- Given task
Copy exactly the run of lines that begins at the line with "the white water?" and ends at the final line of the entries.

-*-*-

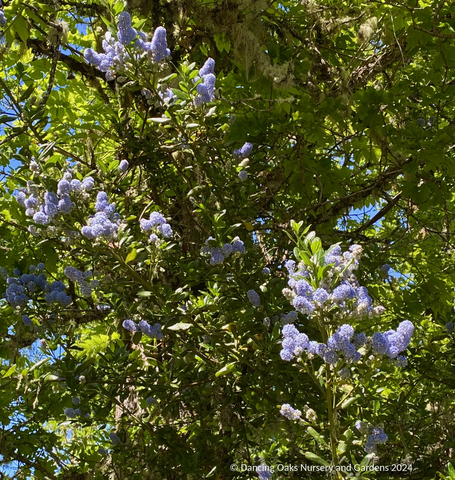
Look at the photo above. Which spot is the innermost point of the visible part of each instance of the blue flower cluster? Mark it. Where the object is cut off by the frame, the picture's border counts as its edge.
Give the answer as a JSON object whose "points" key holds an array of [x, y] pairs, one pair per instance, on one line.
{"points": [[152, 331], [219, 254], [206, 89], [22, 286], [244, 151], [289, 317], [105, 221], [392, 342], [115, 56], [254, 298], [123, 166], [167, 97], [347, 299], [80, 278], [243, 175], [264, 472], [72, 413], [289, 412], [44, 211], [157, 222], [376, 437], [115, 439], [126, 34]]}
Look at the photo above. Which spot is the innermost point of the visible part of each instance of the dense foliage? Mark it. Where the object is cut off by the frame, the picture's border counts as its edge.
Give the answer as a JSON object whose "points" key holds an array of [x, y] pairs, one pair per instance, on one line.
{"points": [[227, 239]]}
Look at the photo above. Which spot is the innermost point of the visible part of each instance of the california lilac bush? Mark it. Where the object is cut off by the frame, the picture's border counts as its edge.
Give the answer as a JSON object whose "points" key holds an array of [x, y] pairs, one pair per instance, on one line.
{"points": [[324, 288], [205, 89], [219, 254]]}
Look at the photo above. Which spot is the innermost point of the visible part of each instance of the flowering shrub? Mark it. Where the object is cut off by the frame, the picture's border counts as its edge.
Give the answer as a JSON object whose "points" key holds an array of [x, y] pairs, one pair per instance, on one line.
{"points": [[127, 350], [324, 288]]}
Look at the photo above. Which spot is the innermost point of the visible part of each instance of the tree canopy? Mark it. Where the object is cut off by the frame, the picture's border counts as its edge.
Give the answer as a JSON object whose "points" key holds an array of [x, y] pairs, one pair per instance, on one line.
{"points": [[163, 164]]}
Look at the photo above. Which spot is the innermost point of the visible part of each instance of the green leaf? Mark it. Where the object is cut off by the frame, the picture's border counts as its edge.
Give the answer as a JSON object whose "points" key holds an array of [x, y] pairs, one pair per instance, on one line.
{"points": [[226, 369], [317, 436], [347, 403], [316, 458], [180, 326], [10, 371], [21, 27], [159, 119], [131, 256], [451, 471]]}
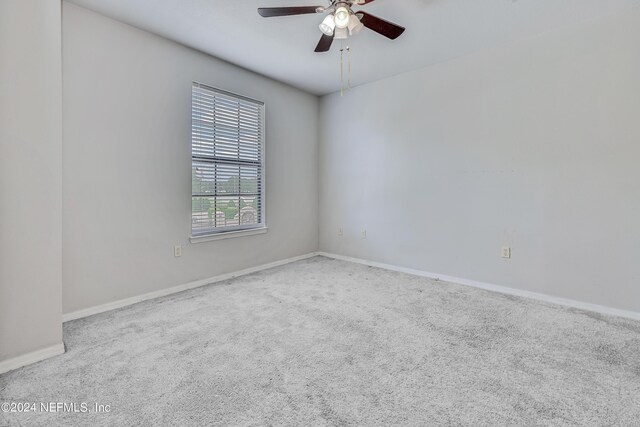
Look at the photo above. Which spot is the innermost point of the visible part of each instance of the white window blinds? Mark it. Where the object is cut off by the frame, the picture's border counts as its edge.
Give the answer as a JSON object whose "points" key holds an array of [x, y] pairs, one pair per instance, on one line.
{"points": [[227, 161]]}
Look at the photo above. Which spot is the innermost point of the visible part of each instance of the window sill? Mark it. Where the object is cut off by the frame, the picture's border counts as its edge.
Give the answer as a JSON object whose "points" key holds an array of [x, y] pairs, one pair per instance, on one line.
{"points": [[227, 235]]}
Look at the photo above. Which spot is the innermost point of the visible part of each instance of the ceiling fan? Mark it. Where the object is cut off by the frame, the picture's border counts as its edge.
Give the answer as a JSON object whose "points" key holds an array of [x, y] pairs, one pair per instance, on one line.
{"points": [[341, 22]]}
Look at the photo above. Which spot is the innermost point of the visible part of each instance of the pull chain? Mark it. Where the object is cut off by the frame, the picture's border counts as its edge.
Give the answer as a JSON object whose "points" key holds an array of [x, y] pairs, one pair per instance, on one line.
{"points": [[349, 67], [341, 77]]}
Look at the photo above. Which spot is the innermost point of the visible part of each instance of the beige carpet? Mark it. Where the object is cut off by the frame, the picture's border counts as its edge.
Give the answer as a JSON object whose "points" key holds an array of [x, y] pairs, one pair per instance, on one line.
{"points": [[326, 342]]}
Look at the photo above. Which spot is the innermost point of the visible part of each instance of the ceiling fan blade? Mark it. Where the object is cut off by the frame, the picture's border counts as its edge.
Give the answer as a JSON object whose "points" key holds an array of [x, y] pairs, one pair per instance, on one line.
{"points": [[324, 44], [269, 12], [379, 25]]}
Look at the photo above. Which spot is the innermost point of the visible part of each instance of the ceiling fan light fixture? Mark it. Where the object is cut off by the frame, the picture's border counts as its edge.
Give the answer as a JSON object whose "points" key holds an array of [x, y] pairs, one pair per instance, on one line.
{"points": [[328, 25], [355, 26], [341, 17]]}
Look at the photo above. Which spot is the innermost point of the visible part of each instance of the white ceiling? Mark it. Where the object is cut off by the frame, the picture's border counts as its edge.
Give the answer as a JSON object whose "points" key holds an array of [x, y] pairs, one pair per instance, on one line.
{"points": [[282, 48]]}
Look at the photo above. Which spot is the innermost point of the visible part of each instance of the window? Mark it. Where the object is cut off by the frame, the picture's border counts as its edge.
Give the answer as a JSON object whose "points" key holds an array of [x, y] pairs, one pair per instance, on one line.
{"points": [[227, 162]]}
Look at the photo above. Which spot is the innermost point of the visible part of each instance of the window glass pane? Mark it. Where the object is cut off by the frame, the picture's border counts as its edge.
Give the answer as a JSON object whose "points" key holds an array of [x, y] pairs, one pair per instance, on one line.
{"points": [[227, 162]]}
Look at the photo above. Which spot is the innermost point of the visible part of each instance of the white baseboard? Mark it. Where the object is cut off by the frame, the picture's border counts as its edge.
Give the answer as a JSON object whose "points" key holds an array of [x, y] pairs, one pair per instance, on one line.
{"points": [[168, 291], [495, 288], [29, 358]]}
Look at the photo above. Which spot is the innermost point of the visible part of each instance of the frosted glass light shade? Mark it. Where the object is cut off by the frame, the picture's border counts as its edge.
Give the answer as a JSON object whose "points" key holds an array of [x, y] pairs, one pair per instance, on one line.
{"points": [[341, 17], [327, 26]]}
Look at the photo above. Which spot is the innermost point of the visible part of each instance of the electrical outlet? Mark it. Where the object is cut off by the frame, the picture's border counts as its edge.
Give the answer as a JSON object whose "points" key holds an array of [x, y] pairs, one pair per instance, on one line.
{"points": [[506, 252]]}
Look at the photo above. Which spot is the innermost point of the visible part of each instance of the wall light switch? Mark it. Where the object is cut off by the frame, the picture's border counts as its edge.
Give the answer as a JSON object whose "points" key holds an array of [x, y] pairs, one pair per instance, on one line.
{"points": [[506, 252]]}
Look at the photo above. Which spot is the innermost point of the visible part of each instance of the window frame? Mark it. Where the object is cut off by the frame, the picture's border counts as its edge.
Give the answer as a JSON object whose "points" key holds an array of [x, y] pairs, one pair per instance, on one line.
{"points": [[239, 230]]}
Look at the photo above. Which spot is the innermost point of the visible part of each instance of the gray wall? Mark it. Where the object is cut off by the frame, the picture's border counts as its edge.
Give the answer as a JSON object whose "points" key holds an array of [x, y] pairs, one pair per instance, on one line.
{"points": [[30, 177], [127, 170], [534, 145]]}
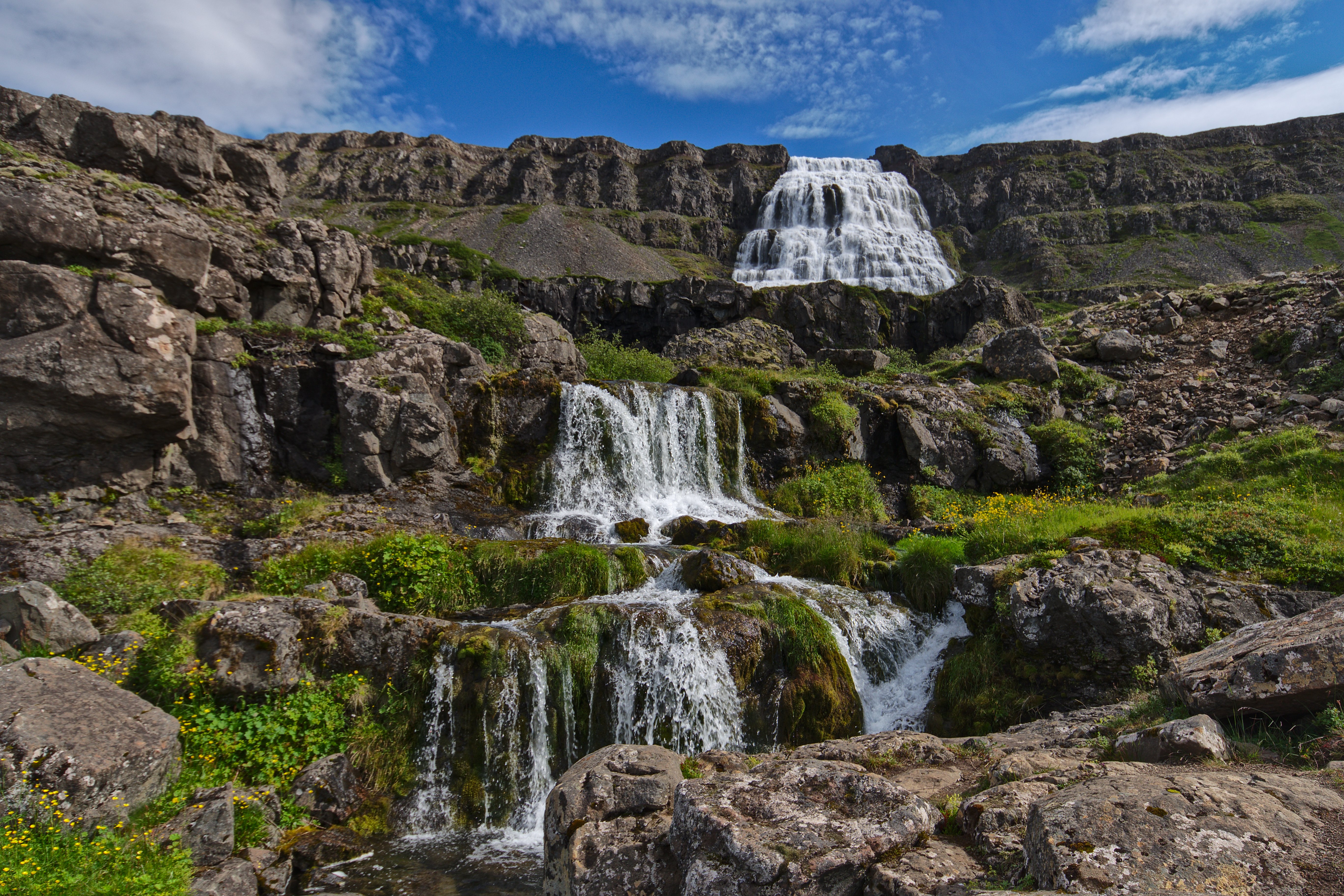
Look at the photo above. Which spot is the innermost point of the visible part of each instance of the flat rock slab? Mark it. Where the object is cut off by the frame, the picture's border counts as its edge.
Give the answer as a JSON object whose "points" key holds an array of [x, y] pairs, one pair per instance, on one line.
{"points": [[1142, 829], [66, 729]]}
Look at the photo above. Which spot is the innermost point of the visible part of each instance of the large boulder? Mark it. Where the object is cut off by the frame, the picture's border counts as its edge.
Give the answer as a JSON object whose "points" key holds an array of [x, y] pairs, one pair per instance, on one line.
{"points": [[777, 828], [746, 343], [37, 615], [1021, 354], [97, 750], [1277, 667], [607, 824], [1140, 829]]}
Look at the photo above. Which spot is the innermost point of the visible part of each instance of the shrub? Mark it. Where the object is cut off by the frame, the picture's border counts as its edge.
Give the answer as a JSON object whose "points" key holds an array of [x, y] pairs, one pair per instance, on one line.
{"points": [[609, 359], [846, 491], [925, 567], [131, 577]]}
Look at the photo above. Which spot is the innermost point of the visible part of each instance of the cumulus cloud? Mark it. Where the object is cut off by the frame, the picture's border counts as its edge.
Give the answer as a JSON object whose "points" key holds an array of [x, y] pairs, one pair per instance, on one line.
{"points": [[1117, 23], [726, 49], [1262, 104], [242, 65]]}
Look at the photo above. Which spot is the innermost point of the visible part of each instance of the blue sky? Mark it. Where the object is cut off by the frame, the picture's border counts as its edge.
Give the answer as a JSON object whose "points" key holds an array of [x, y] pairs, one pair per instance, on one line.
{"points": [[835, 77]]}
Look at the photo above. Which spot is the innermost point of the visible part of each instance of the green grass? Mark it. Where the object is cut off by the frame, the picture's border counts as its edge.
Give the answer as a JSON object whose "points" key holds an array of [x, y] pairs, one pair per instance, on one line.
{"points": [[611, 359], [131, 577], [845, 491], [490, 322]]}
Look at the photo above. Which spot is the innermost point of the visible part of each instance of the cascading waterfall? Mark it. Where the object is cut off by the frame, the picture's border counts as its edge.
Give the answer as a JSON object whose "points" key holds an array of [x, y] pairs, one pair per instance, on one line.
{"points": [[843, 220], [628, 452]]}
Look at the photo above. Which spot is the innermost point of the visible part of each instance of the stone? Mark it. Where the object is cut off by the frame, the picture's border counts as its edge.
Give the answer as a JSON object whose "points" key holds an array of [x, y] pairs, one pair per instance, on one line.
{"points": [[68, 730], [232, 878], [1119, 346], [710, 570], [252, 648], [205, 827], [327, 790], [1279, 667], [631, 531], [1214, 832], [746, 343], [854, 362], [1021, 354], [113, 656], [749, 832], [37, 615], [607, 824], [1193, 739]]}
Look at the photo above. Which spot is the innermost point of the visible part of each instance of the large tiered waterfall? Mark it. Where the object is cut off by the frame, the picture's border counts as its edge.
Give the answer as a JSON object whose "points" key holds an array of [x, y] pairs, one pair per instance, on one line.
{"points": [[843, 220]]}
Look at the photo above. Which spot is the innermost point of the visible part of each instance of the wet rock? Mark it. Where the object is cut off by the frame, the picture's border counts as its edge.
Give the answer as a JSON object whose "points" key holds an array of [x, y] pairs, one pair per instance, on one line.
{"points": [[1279, 667], [746, 343], [252, 648], [776, 828], [1119, 346], [1194, 739], [327, 790], [37, 615], [113, 656], [635, 530], [854, 362], [1217, 832], [1021, 354], [205, 827], [68, 730], [710, 570], [607, 824]]}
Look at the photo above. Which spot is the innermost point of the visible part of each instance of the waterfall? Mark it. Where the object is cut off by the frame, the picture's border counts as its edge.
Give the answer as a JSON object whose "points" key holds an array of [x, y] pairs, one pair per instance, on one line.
{"points": [[628, 452], [843, 220]]}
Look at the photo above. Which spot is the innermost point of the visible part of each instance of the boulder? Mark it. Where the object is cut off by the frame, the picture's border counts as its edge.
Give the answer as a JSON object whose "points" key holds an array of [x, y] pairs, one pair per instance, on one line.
{"points": [[66, 730], [1138, 829], [327, 790], [252, 648], [113, 656], [710, 570], [854, 362], [607, 824], [746, 343], [1021, 354], [1195, 738], [1119, 346], [37, 615], [205, 827], [776, 828], [1277, 667]]}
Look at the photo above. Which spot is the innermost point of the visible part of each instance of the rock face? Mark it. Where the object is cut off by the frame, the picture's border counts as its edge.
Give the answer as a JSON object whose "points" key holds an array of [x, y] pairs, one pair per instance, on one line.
{"points": [[66, 730], [1217, 833], [37, 615], [1021, 354], [1277, 667], [746, 343]]}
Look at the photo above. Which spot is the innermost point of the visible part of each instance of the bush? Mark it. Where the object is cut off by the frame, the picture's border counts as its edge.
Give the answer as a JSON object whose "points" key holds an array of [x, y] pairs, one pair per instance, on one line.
{"points": [[131, 577], [846, 491], [609, 359], [925, 567], [491, 322]]}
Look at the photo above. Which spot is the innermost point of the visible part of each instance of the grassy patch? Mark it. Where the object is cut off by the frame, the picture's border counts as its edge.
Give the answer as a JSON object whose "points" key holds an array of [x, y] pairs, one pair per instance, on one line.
{"points": [[611, 359], [131, 577], [843, 491]]}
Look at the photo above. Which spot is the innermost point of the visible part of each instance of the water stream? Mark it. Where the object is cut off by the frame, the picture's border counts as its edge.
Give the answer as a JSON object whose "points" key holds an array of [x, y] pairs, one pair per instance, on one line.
{"points": [[843, 220]]}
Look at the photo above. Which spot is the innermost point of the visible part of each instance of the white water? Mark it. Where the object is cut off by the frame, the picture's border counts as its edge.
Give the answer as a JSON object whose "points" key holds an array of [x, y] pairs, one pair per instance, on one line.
{"points": [[843, 220], [626, 452]]}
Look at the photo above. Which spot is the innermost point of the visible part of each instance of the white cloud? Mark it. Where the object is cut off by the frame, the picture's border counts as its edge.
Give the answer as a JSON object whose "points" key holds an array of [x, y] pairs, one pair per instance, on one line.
{"points": [[1262, 104], [1117, 23], [242, 65], [812, 50]]}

-*-*-

- Final result
Look at the photo above. Which spot is the innermost point of the visible part of each instance of the white water? Mark it. Where the object is cut off by the frame, the picture's border counts as its edge.
Give the answer as a JSON object whose "points" key holds an array of [x, y] pairs, one pair per instance, on one line.
{"points": [[843, 220], [626, 452]]}
Look at the photo above. Which spot is the innermost point of the visible part of each instance of the white cloud? Mark it. Where the object is cut off by the frame, the picture's border counts as its edge.
Give the answer as a JSON object whose "points" key holds an array of [x, y] pairs, one pair per instance, on one line.
{"points": [[1262, 104], [1117, 23], [242, 65], [812, 50]]}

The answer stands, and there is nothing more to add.